*WHAT YOU WILL DO*. Each entry below should be printed exactly, with every image left out.

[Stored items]
-=-=-
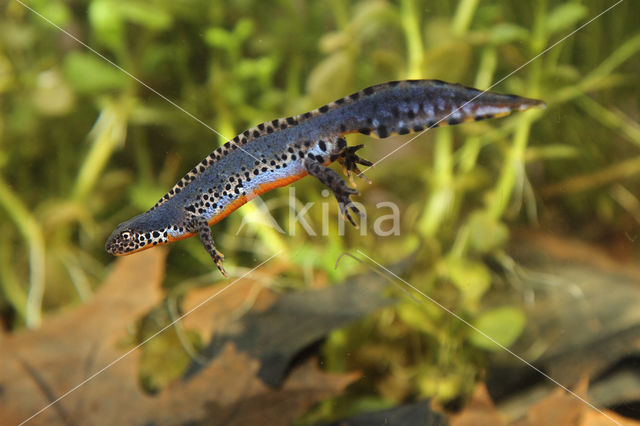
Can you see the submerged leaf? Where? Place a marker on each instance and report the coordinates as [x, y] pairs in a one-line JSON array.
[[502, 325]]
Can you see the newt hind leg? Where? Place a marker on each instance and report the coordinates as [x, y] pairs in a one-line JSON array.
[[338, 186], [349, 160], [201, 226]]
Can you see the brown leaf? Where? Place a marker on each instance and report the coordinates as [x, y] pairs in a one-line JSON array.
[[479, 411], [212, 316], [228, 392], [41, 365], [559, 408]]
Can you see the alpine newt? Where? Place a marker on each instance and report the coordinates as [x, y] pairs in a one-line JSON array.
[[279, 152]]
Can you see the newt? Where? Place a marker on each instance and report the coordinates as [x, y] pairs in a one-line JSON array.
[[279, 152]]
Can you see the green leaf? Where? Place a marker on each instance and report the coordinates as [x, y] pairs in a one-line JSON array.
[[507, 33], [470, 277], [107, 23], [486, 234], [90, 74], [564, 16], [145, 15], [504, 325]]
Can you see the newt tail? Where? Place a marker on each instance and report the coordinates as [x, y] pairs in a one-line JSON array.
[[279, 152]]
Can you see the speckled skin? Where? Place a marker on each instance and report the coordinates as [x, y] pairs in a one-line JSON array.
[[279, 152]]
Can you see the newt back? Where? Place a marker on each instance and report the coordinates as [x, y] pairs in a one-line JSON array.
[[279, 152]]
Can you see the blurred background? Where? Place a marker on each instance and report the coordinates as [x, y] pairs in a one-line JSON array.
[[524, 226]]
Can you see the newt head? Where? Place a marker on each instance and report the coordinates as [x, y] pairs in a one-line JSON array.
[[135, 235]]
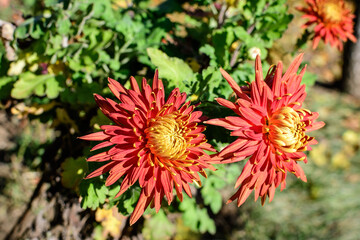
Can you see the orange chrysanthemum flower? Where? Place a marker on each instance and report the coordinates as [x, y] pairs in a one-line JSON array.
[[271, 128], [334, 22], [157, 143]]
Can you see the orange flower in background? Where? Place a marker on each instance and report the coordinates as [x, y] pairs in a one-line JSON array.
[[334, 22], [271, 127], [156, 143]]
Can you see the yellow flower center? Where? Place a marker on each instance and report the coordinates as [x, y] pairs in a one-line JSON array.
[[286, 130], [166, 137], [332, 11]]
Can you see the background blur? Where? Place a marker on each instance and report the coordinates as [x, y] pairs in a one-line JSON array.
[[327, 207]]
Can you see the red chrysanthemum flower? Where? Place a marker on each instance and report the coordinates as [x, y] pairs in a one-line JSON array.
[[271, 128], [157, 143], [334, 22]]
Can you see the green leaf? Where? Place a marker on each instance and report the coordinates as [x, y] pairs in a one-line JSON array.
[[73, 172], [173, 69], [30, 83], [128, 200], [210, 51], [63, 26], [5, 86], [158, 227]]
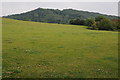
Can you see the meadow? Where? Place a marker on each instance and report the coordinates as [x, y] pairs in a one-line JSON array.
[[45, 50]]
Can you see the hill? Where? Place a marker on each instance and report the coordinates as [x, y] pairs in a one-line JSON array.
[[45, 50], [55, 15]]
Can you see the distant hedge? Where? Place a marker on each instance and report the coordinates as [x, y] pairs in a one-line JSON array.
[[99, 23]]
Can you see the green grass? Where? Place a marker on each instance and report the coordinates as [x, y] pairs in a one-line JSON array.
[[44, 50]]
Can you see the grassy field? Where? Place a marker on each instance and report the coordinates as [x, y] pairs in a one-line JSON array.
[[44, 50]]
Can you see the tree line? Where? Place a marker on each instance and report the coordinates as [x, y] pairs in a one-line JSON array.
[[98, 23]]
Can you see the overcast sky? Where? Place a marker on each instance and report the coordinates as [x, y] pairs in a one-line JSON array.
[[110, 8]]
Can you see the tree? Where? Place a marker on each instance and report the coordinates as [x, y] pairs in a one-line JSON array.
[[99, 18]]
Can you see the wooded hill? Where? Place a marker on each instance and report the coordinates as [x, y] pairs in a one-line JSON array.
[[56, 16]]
-=-=-
*THE COMPLETED TASK*.
Can you see the submerged leaf? Where? Place a marker on each instance and report the coordinates as [x, y] pairs in a one-line JSON array.
[[502, 325]]
Can you see the newt hind leg? Where? Place a marker on each instance and report the coordinates as [x, y] pairs in a one-line JSON array.
[[338, 186], [349, 160], [201, 226]]
Can you see the brown leaf? Where? Place a marker on each instance and report the coordinates as [x, y] pairs in a one-line JSON array.
[[479, 411], [212, 316], [228, 392], [41, 365], [559, 408]]
Can you see the alpine newt? Where? Place a marker on each instance and report the coordinates as [x, y] pairs in a one-line JSON array.
[[279, 152]]
Can you see the newt? Where? Place a marker on each instance and report the coordinates as [x, y] pairs in a one-line JSON array.
[[279, 152]]
Can you see the green leaf? Where? Place a marker on each instance and report the coordinates as [x, y] pairs in a one-line JSON array.
[[507, 33], [470, 277], [107, 23], [486, 234], [90, 74], [564, 16], [145, 15], [504, 325]]
Can you see the newt tail? Where? Place a marker on each instance and report the coordinates as [x, y] pairs in a one-line JSON array.
[[279, 152]]
Can you see the speckled skin? Where? Place a marker on each instance and report the coordinates as [x, y] pairs in a one-line JSON array.
[[279, 152]]
Can you see the newt back? Where? Place a marker on each instance and report the coordinates as [x, y] pairs in a one-line JSON array.
[[279, 152]]
Can you see the blurred background? Where? Place a marker on each instance and report the coordinates as [x, y] pairs in a one-line JSON array.
[[524, 226]]
Can you see the newt head? Where? Place a marker on each instance and report the coordinates as [x, y] pairs in a one-line JSON array.
[[135, 235]]
Can you see the orange chrysanthemum flower? Where? Place a marker on each instance and report the coordinates as [x, y] pairs in a one-line JSON array.
[[271, 128], [334, 22], [157, 143]]
Can you see the orange flower in background? Where? Place a marker on each instance and report the coordinates as [x, y] pairs in a one-line JSON array.
[[334, 22], [271, 127], [156, 143]]
Can you see the yellow flower center? Where? Place a marker on each instance and report the coordinates as [x, y] pairs in a one-line JSON array.
[[286, 130], [166, 137], [332, 11]]
Can you see the background blur? Where? Place a marker on each instance and report the coordinates as [x, y] pairs in a one-line JSON array.
[[327, 207]]
Can you see the red chrysanthemum flower? Where? Place a marker on each instance and report the coordinates as [x, y] pairs in a one-line JSON array.
[[271, 128], [157, 143], [334, 22]]
Can you see the green leaf? Where? Place a marker on each instance and report the coordinates as [x, y] pairs in a one-line JSON array.
[[73, 172], [173, 69], [30, 83], [128, 200], [210, 51], [63, 26], [5, 86], [158, 227]]
Can you see the meadow? Where? Place a marker on each instance and report the coordinates as [x, y] pairs in a one-line JSON array.
[[45, 50]]
Can you see the hill? Where? Place a marker on each instance and report the coordinates as [x, y] pairs in a one-line JSON array.
[[45, 50], [55, 15]]
Can you see the distant hedge? Where? Place a marker on each instance and report the coordinates as [x, y] pairs in a one-line JSON array.
[[99, 23]]
Can you see the green grass? Where? Place a marker on each instance and report the coordinates as [x, y] pairs in a one-line JSON array.
[[44, 50]]
Can you see the grassy field? Where? Place a marker on each instance and report the coordinates as [x, y] pairs in a one-line JSON array.
[[44, 50]]
Can you see the tree line? Where? Place a marker on each instance and report the coordinates as [x, y] pairs in a one-line JSON array.
[[98, 23]]
Can you see the overcast sky? Where? Place a marker on each instance and report the coordinates as [x, y] pairs in a one-line JSON array.
[[110, 8]]
Can you see the tree? Where? Place a marker on each instance and report the coordinates as [x, y] pairs in a one-line JSON array.
[[99, 18]]
Can you see the wooded hill? Where? Place a marker on each instance and report the coordinates as [x, y] pairs in a one-line JSON array.
[[56, 16]]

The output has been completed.